## Material for this exercise

════════════════════

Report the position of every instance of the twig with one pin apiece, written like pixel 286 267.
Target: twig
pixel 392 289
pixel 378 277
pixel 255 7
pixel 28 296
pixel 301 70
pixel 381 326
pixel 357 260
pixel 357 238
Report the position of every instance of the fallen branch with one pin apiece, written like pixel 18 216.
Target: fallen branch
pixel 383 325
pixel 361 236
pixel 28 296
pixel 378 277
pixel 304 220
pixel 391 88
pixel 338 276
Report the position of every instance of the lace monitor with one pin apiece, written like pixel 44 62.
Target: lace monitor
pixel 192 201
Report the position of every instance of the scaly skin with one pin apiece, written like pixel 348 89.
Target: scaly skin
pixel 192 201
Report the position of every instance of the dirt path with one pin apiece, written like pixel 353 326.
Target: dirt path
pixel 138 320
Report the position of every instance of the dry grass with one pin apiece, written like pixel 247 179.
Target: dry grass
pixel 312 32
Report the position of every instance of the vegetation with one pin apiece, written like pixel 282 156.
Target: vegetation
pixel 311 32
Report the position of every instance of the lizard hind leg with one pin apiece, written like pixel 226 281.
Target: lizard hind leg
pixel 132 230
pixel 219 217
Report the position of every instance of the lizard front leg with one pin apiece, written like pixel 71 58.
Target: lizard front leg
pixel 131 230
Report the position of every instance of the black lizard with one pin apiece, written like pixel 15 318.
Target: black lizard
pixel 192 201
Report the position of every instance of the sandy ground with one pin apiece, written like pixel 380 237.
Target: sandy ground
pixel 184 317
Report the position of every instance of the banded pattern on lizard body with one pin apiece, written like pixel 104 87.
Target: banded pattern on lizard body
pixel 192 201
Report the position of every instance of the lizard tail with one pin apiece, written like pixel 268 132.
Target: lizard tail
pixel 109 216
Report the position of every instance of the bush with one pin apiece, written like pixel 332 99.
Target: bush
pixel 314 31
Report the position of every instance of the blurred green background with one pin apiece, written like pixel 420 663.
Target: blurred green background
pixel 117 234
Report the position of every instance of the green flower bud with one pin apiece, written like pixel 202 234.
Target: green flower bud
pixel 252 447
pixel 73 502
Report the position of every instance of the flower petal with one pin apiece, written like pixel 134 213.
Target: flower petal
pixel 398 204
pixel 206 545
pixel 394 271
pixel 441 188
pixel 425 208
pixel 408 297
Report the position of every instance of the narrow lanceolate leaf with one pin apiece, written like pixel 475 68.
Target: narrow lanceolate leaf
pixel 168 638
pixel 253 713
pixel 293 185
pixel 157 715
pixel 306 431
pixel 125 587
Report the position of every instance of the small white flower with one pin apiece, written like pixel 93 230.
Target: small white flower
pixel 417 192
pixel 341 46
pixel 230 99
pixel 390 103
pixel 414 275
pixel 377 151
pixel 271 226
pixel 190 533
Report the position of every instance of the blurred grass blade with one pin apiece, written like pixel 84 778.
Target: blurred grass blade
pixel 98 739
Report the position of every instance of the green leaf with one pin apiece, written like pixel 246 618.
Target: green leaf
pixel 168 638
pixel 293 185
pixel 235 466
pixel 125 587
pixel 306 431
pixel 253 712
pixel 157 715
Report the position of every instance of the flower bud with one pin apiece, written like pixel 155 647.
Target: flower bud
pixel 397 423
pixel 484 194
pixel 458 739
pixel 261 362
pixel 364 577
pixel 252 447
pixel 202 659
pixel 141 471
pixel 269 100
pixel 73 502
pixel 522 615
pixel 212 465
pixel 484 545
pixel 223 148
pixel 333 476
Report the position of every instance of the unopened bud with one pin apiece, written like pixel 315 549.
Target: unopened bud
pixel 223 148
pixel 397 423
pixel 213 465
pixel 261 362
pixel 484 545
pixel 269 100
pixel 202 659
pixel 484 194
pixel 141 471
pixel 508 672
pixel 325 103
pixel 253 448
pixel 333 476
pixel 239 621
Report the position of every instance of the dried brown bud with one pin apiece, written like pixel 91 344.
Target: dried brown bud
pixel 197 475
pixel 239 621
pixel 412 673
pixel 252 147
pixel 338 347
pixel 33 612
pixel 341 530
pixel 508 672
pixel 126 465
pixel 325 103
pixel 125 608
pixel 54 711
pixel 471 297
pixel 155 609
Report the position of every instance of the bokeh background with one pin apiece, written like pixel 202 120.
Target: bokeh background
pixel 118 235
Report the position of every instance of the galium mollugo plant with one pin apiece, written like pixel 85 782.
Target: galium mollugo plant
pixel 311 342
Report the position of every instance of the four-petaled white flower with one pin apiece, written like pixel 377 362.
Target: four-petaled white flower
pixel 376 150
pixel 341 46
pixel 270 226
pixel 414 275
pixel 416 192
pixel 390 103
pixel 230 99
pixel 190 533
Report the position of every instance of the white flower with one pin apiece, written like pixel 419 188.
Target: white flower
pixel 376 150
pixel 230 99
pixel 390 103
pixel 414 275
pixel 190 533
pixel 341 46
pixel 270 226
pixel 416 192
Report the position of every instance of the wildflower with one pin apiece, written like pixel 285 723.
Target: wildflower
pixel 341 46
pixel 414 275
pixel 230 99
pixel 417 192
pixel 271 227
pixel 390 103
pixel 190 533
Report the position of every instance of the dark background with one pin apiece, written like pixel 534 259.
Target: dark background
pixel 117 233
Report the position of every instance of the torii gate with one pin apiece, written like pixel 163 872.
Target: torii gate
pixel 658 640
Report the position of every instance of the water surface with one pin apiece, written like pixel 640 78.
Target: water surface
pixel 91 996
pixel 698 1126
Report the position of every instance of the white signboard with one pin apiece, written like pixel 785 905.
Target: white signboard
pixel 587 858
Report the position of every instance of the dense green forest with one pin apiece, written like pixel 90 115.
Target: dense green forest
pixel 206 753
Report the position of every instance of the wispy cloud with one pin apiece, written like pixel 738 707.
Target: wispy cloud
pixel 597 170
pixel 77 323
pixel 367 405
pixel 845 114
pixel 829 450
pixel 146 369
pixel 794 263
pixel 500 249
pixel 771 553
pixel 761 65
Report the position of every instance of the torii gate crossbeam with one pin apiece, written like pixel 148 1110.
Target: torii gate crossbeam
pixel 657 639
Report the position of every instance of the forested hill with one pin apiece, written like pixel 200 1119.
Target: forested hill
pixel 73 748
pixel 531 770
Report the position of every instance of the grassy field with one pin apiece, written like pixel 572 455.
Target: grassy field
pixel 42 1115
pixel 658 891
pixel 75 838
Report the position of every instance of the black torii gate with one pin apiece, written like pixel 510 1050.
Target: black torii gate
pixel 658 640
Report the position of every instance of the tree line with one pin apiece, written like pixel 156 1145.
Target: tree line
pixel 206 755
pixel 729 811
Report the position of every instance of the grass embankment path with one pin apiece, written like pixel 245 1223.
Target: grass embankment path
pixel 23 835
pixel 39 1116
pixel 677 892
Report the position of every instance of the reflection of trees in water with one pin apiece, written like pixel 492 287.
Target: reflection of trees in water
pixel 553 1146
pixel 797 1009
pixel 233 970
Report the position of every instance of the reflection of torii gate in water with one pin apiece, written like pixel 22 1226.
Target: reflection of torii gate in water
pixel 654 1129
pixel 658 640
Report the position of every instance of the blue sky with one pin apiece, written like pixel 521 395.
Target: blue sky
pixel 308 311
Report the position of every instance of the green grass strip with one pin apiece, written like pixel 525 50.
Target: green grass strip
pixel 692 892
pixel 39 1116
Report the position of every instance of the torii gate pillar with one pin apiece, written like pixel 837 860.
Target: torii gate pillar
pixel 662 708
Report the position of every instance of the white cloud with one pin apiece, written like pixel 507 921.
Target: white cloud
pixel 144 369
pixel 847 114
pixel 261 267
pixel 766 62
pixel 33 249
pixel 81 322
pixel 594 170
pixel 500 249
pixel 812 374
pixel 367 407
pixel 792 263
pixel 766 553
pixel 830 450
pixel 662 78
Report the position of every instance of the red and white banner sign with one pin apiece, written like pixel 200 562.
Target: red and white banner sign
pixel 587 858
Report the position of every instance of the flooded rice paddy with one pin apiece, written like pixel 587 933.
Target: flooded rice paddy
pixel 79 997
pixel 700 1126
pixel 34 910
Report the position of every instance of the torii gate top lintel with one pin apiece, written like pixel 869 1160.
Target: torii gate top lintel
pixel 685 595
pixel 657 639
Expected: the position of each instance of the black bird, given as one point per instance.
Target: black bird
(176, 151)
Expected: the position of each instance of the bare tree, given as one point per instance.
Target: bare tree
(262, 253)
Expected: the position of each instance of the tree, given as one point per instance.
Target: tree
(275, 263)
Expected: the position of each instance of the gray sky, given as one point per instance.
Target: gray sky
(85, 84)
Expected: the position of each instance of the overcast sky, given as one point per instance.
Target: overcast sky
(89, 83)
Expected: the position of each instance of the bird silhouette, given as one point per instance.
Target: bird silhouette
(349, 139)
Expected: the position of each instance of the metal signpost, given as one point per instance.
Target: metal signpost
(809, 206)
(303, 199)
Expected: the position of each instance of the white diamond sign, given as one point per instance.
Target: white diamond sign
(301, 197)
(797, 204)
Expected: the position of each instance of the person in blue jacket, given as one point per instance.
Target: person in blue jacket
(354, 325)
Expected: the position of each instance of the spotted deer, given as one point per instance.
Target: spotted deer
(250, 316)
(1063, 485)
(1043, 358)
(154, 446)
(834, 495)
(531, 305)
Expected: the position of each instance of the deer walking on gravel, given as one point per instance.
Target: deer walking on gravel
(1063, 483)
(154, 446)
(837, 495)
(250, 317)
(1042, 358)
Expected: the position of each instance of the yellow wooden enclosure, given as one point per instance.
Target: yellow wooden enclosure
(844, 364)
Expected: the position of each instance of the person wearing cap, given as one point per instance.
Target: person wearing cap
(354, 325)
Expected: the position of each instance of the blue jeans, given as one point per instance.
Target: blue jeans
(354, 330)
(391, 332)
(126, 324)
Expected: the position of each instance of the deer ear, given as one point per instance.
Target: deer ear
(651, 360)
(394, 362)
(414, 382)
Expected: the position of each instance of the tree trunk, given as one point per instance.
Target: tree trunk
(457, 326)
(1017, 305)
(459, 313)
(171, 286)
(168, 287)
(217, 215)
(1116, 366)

════════════════════

## What to produce
Repeat the entries from the very beginning through the line containing "pixel 312 32", swapping "fallen branch" for "dead branch" and leaving everything else unchanged.

## In response
Report the position of every instance of the twig with one pin apiece, written like pixel 286 267.
Target: twig
pixel 392 289
pixel 378 277
pixel 255 7
pixel 28 296
pixel 301 70
pixel 381 326
pixel 357 260
pixel 357 238
Report the position of every instance of the dead branch with one pin apiece, written like pixel 18 216.
Target: dead branch
pixel 383 325
pixel 361 236
pixel 28 296
pixel 378 277
pixel 304 220
pixel 391 88
pixel 338 276
Report the position of every instance of the lace monitor with one pin apiece, written like pixel 44 62.
Target: lace monitor
pixel 192 201
Report the position of every instance of the scaly skin with one pin apiece, written like pixel 348 89.
Target: scaly skin
pixel 192 201
Report the position of every instance of the dirt path with one pin apiece, written like pixel 353 326.
Target: dirt path
pixel 138 320
Report the position of every instance of the dry grass with one pin apiece, written like pixel 247 179.
Target: dry grass
pixel 312 32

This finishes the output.